INSTRUCTIONS TO FOLLOW:
Among the records below, how many lines contain "trunk"? State the number and nothing more.

DATA SUPPLIED:
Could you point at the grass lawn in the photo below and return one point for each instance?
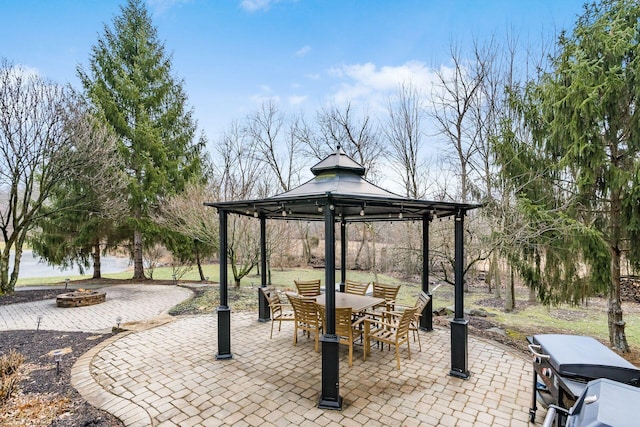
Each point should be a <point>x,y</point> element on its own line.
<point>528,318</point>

---

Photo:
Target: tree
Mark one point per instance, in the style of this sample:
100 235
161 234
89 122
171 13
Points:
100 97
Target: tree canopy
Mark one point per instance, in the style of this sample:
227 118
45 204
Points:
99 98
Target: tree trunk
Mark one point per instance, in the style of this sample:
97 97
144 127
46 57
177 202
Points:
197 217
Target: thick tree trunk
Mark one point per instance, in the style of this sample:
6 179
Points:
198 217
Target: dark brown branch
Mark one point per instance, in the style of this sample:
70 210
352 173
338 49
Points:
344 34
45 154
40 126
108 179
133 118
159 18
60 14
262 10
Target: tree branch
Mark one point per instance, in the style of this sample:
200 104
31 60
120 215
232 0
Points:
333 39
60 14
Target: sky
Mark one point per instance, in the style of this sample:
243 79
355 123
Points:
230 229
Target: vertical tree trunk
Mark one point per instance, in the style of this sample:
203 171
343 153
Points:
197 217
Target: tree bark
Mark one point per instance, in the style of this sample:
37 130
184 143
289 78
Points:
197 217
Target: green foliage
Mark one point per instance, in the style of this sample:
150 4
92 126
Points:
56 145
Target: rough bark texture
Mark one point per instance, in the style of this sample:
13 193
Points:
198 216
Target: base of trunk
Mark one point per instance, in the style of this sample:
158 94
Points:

* * *

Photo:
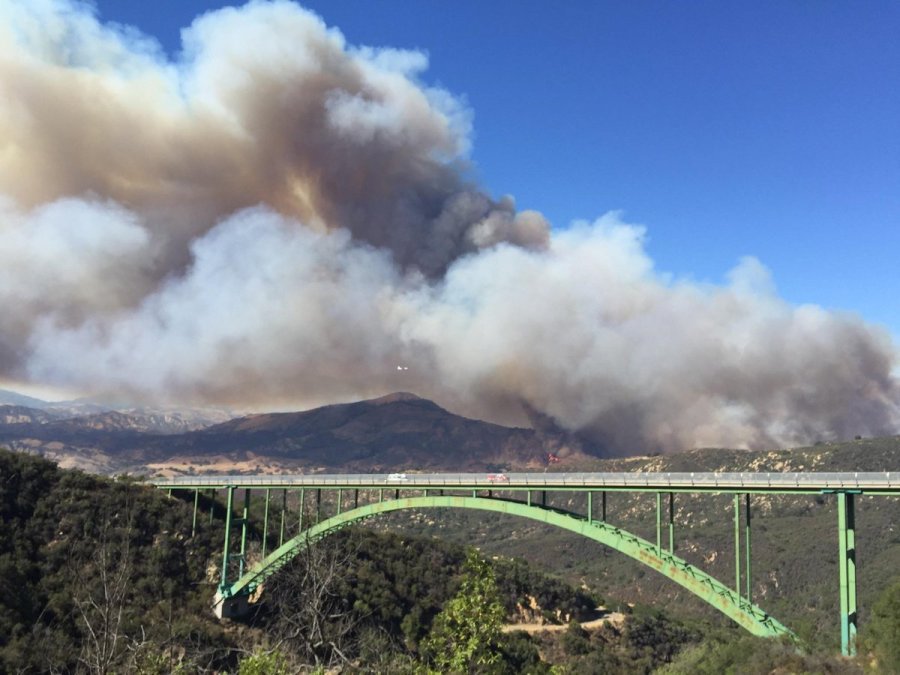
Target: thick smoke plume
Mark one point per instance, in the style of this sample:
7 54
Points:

TASK OUTPUT:
4